Learned counsel for the Appellant submitted that the trial judge did not carefully consider the processes filed by the Respondent before placing the suit under the undefended list. It is his further submission that if he (trial judge) had carefully considered the processes filed by the Respondent, he should have realized that the Respondent’s affidavit in support of the application did not disclose undisputed indebtedness to the Respondent. The learned trial judge, he went on, should have realized that the Respondent suit is incompetent on the ground that the said Respondent filed a statement in an undefended suit procedure.
It is the submission of the learned counsel that the learned trial judge was wrong to have held that the claim of N1,500,000.00 as contained in the statement was immaterial. The learned counsel opined that the said statement of claim is unknown to undefended list procedure and therefore fundamentally defective and ousts the jurisdiction of the court.
We were urged to resolve this issue in favour of the Appellant and against the Respondent.

* **INFORMATION SHOWN**:
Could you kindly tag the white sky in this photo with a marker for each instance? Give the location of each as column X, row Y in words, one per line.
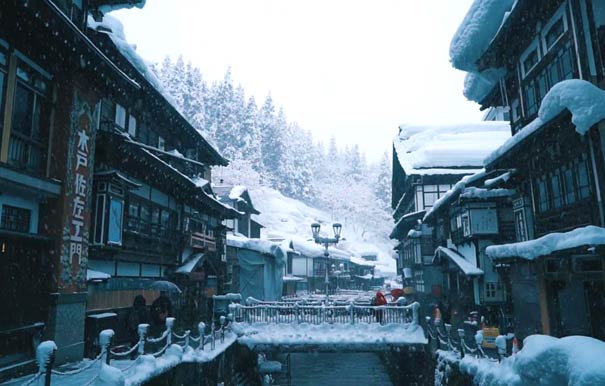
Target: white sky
column 355, row 69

* **PROBLEM TO SOLVE**:
Continue the excerpt from the appeal judgment about the undefended list procedure, picking up after its final sentence.

* **ANSWER**:
For his part, learned counsel for the Respondent begun his consideration of this issue by contending that the learned counsel for the Appellants is wrong to have submitted that the Respondent’s affidavit has no material facts to warrant placing the suit under the undefended list. It is the contention of the learned counsel that there is avalanche of authorities to the effect that the trial judge has the discretionary power as to whether or not a particular suit should or should not be heard under the undefended list procedure. In support of this contention, learned counsel relied on the High Court of Rivers State (Civil Procedure) Rules, 2006 Order B (i) (ii), and DANGE SHUNI LOCAL GOVERNMENT COUNCIL V. OKONKWO (2008) ALL FWLR (pt. 415) Page 7757 at 7759 Ration 2; MASSEKEN NIGERIA LIMITED V. AMOAKA (2007) ALL FWLR (pt. 387) Page 902 at 905, Ratio 3 and UNIVERSITY OF BENIN V. KRAUS THOMPSON ORG. LTD, (2007) ALL FWLR (Pt. 362) 1910.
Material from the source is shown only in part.